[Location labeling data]
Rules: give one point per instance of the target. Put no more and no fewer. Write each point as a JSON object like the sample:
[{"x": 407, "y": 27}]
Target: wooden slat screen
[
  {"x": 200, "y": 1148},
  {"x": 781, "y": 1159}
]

(Problem description):
Can you recast all of the data above as a Markdown table with the columns "Row" and "Line", one numbered row per line, skipping blank lines?

(Answer below):
| Row | Line |
|---|---|
| 1 | Rules: give one point per instance of the target. Put no more and no fewer. Write each point as a JSON object like the sample: |
| 2 | [{"x": 407, "y": 27}] |
| 3 | Target: wooden slat screen |
| 4 | [ |
| 5 |   {"x": 200, "y": 1148}, |
| 6 |   {"x": 781, "y": 1159} |
| 7 | ] |